REQUEST: How many lines in the records below contain the string "wing"? Matching is case-sensitive. Give only the number.

PROVIDED INFORMATION:
++++++++++++++++++++

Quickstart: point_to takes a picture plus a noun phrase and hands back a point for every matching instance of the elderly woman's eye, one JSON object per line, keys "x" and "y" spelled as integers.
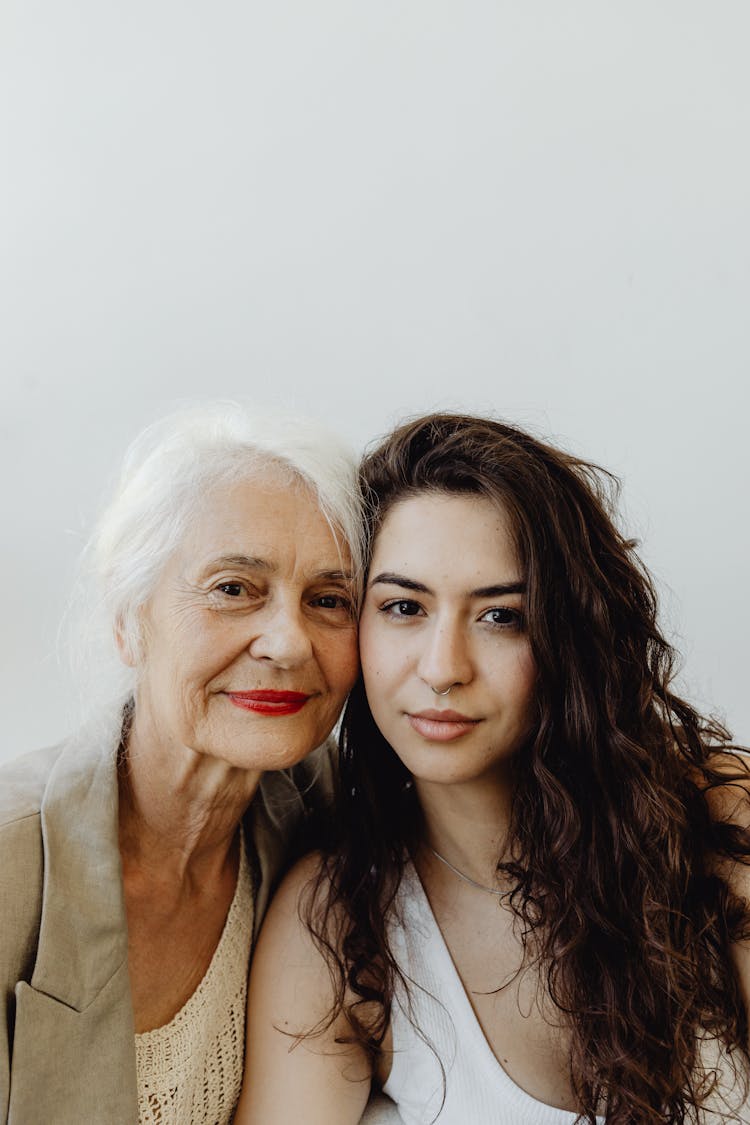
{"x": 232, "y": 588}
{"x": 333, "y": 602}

++++++++++++++++++++

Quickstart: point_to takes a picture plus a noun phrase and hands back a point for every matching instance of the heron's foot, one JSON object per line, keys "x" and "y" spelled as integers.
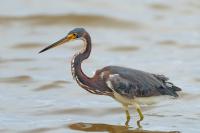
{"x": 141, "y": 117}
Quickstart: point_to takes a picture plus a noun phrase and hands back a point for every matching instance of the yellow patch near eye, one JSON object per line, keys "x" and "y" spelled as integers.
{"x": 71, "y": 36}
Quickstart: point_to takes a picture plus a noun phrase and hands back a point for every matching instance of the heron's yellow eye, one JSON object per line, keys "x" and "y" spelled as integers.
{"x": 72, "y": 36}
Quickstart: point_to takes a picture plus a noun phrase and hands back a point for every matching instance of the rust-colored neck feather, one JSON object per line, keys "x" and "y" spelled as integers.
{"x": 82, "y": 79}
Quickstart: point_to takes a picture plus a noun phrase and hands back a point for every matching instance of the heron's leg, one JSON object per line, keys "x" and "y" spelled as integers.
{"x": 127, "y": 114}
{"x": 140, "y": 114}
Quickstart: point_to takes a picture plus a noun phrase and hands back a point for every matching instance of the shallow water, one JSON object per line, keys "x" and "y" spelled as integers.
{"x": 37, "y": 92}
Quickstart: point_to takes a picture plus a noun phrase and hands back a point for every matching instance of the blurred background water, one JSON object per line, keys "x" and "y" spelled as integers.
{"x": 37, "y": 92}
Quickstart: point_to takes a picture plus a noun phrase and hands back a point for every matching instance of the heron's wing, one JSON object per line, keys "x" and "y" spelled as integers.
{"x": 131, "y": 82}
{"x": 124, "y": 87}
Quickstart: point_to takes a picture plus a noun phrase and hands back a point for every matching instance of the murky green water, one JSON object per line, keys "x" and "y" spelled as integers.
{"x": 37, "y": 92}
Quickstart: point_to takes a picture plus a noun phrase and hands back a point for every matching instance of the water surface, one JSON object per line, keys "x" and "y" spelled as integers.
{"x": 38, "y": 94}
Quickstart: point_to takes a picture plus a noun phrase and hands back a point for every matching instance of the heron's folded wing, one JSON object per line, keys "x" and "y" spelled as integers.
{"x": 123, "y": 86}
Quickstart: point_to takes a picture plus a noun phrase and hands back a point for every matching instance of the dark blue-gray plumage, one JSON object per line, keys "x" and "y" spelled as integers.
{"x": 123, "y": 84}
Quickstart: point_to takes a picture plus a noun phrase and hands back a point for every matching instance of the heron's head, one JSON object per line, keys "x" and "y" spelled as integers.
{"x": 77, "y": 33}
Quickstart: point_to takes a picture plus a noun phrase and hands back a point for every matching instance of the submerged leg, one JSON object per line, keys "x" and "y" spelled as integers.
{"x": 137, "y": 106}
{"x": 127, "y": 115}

++++++++++++++++++++

FINISHED ANSWER: 2